━━━ Task data ━━━
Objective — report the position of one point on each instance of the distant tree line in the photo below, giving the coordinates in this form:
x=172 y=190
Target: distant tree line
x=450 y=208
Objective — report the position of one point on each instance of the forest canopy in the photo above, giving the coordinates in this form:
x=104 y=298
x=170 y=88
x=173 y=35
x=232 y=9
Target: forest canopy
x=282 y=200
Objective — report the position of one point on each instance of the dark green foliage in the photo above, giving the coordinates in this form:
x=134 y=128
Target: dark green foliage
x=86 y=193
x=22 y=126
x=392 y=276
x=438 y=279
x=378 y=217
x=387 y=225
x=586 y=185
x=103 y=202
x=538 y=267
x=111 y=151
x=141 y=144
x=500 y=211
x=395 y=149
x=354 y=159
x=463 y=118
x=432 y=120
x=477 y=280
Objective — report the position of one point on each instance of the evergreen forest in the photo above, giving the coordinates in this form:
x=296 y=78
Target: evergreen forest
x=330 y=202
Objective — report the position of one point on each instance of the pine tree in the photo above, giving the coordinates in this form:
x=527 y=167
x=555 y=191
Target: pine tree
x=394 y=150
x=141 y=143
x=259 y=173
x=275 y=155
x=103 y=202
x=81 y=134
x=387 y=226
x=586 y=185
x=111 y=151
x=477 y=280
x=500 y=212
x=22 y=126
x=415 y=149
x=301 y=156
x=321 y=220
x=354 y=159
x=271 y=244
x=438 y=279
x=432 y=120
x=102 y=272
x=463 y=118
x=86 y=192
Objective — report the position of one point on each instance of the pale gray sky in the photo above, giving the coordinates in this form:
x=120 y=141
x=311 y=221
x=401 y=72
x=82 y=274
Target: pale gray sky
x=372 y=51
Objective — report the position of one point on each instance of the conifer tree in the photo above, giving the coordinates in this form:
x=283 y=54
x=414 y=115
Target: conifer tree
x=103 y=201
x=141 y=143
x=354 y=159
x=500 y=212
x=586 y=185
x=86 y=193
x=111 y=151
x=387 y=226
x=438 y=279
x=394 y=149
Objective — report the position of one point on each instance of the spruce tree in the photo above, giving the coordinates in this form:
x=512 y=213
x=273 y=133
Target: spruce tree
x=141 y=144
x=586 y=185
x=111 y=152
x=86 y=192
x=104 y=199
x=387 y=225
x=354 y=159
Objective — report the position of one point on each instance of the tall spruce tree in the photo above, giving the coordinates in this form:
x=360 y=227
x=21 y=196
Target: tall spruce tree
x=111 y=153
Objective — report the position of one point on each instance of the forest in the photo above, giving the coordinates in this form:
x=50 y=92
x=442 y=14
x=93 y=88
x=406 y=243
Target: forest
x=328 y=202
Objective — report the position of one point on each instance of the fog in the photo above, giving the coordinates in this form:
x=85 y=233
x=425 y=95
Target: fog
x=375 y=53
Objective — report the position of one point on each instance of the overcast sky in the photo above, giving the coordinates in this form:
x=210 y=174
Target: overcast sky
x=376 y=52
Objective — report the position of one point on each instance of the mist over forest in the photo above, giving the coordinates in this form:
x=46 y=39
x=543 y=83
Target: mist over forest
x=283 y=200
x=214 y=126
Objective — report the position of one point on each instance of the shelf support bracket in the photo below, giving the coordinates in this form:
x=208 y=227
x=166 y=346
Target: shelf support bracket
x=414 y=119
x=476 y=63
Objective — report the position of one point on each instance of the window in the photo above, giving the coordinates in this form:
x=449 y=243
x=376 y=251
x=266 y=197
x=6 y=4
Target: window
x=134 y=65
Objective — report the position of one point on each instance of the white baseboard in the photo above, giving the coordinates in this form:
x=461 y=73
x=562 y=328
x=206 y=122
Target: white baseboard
━━━
=== Exercise instructions ===
Take the entries above and transcribe them in full.

=== Complete answer ===
Objective — report the position of one point on each instance of the distant tree line in the photo below, giving the coordinates in this form:
x=172 y=190
Target: distant tree line
x=450 y=208
Objective — report the position of one point on each instance of the forest canopy in the photo above, giving the coordinates in this form:
x=104 y=298
x=170 y=88
x=173 y=35
x=232 y=9
Target: forest canopy
x=282 y=200
Objective — report the position of one point on each instance of the dark green foliage in the photo above, giving the coordinates in this form:
x=134 y=128
Target: dark green foliage
x=86 y=193
x=22 y=126
x=392 y=276
x=438 y=279
x=378 y=217
x=387 y=225
x=586 y=185
x=103 y=202
x=538 y=267
x=111 y=151
x=141 y=144
x=500 y=211
x=395 y=149
x=354 y=159
x=463 y=118
x=432 y=120
x=477 y=280
Objective — report the position of one point on each instance of the evergreen forest in the photo above, giving the coordinates in this form:
x=296 y=78
Target: evergreen forest
x=330 y=202
Objective — report the position of one point on each instance of the pine tree in the photo above, giving the coordinates in this form:
x=527 y=167
x=555 y=191
Target: pine tree
x=394 y=150
x=141 y=143
x=259 y=173
x=275 y=155
x=103 y=202
x=81 y=134
x=387 y=226
x=586 y=185
x=111 y=151
x=477 y=280
x=500 y=212
x=22 y=126
x=415 y=149
x=301 y=156
x=321 y=220
x=354 y=159
x=271 y=244
x=438 y=279
x=432 y=120
x=102 y=272
x=463 y=118
x=86 y=192
Objective — report the position of one point on each instance of the pale gray sky in the photo above, giving the coordinates in this form:
x=120 y=141
x=311 y=221
x=401 y=72
x=82 y=274
Target: pale gray sky
x=372 y=51
Objective — report the position of one point on each instance of the conifer tree in the photo above, giving the coordinates in this form:
x=283 y=54
x=414 y=115
Target: conifer tree
x=103 y=201
x=141 y=143
x=354 y=159
x=500 y=212
x=586 y=185
x=86 y=193
x=111 y=151
x=387 y=226
x=438 y=279
x=394 y=149
Objective — report the position of one point on each instance of the spruce tree in the photo above, giving the coordinates in this form:
x=512 y=213
x=273 y=133
Target: spruce tree
x=141 y=144
x=586 y=185
x=111 y=152
x=86 y=192
x=104 y=199
x=387 y=225
x=354 y=159
Objective — report the position of one point on each instance of the tall spruce tree in the photo above, giving the coordinates in this form:
x=360 y=227
x=21 y=196
Target: tall spruce tree
x=111 y=153
Objective — report the position of one point on each instance of the forest in the photo above, giving the coordinates in this form:
x=50 y=92
x=442 y=14
x=93 y=88
x=406 y=243
Target: forest
x=328 y=202
Objective — report the position of one point on each instance of the fog in the photo above, giving the coordinates in this form:
x=85 y=233
x=425 y=95
Target: fog
x=375 y=53
Objective — report the position of one point on each instance of the overcast sky in the photo above, giving the coordinates in this form:
x=210 y=174
Target: overcast sky
x=376 y=52
Objective — report the position of one point on each instance of the mist over forest in the photo above, giving the coordinates in this form:
x=46 y=39
x=543 y=83
Target: mist over forest
x=283 y=200
x=214 y=126
Objective — report the position of one point on each instance of the shelf support bracket in the photo below, giving the coordinates in this form:
x=208 y=227
x=166 y=346
Target: shelf support bracket
x=414 y=119
x=476 y=63
Objective — report the position of one point on each instance of the window in the photo above, giving the coordinates in this form:
x=449 y=243
x=376 y=251
x=266 y=197
x=6 y=4
Target: window
x=134 y=65
Objective — report the position of one point on each instance of the white baseboard in the photo above, giving the coordinates in this form:
x=461 y=73
x=562 y=328
x=206 y=122
Target: white baseboard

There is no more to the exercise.